Purché sia diversity

Ho visto l’Almanacco di Drusilla e l’ho trovato noioso. Drusilla la conoscevo prima del Festival di Sanremo, la seguivo e mi divertivo moltissimo con i suoi teatrini con Ornella o il giardiniere. Mi è sempre piaciuta; una persona di classe, bella e – uomo o donna che sia – una persona vera.

Adesso però è diventata un’icona per forza; qualsiasi battuta, qualsiasi cosa faccia è da mille milioni di like; anche cose banali che non fanno sorridere nemmeno Joker. Eppure, per essere cool ti deve piacere. Boh, e doppio boh. La televisione è al super trash, forse l’unica cosa bella ormai è Techetechetè che ci riporta a un passato un po’ ingenuo ma sicuramente pieno di talenti. Ma vogliamo parlare di Panelli? Va bene siamo nel Jurassico. Ma vogliamo parlare di Paolo Poli? Mi arrogo il diritto di essere una vecchia signora con ricordi belli.

Adesso il pianto. Sono tutte serie di medici o di poliziotti. Per fortuna hanno lasciato un solo prete sennò era da convertirsi al buddismo. Oppure vagonate di serie americane dove non fanno che rincorrersi con la macchina (fatelo un po’ sul muro torto a Roma nell’ora di punta) e si uccidono pim pum pam ogni dieci battute. Sono belli alcuni documentari e risentono del caldo estivo i talk show. Insomma, meglio leggere.

Comunque siamo al momento clou dei miti a casaccio; denominatore comune devo essere diversi, o perlomeno sembrare. Poi il talento se c’è meglio, se non c’è bene lo stesso. Penso a cantanti senza voce ma che con una strusciatina sul pacco eccitano orde di adolescenti. Oppure super tatuati che ormai dispensano pillole di saggezza seduti su vagonate di milioni. Ma va tutto bene, adesso è politicamente corretto. Tranne l’obesità, quella vera però. Non la finta della Incontrada che è in carne ma non certo obesa. L’obesità (non si dice) ma è brutta, non è televisivamente appagante; pochissime le cantanti XXL, appena appena accettate.

La società non è ancora pronta; accontentiamoci degli altri.

────────────────────

Secondo il testo in esame, quale programma è forse l'unica cosa bella rimasta in televisione?

Dati di puntamento delle regioni
────────────────────

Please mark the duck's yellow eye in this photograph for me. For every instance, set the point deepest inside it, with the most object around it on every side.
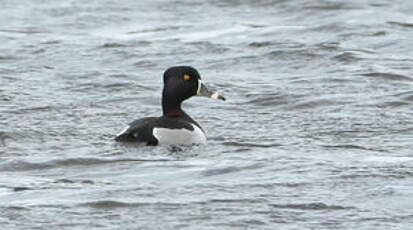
(187, 77)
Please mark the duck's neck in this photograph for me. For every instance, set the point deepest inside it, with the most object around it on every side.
(171, 107)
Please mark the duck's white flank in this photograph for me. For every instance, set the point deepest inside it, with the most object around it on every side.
(167, 136)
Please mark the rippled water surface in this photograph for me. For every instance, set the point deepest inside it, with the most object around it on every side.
(316, 132)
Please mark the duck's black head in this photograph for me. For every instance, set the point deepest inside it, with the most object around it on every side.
(181, 83)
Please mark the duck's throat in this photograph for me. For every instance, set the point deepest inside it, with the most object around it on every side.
(171, 106)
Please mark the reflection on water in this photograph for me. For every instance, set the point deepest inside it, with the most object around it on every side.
(316, 132)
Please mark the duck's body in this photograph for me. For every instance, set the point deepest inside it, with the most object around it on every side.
(175, 127)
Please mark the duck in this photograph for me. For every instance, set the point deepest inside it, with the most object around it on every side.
(175, 126)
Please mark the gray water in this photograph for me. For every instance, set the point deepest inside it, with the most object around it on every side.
(316, 132)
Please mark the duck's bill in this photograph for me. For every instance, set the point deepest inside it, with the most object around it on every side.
(203, 91)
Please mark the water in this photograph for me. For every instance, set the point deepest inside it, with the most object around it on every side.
(316, 132)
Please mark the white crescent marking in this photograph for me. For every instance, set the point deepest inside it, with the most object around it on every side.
(167, 136)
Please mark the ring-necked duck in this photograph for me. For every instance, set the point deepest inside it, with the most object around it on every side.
(174, 127)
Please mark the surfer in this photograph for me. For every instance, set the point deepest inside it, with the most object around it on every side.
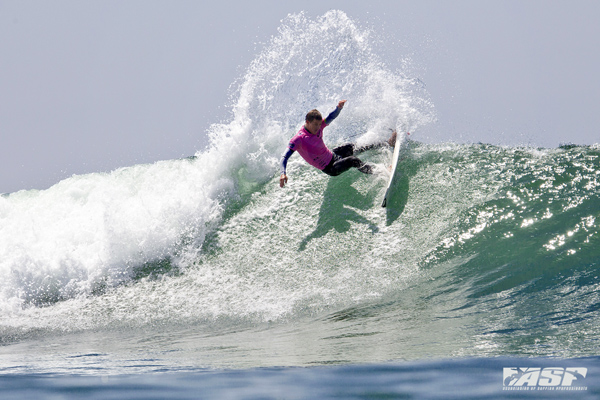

────────────────────

Risposta all'esercizio
Techetechetè.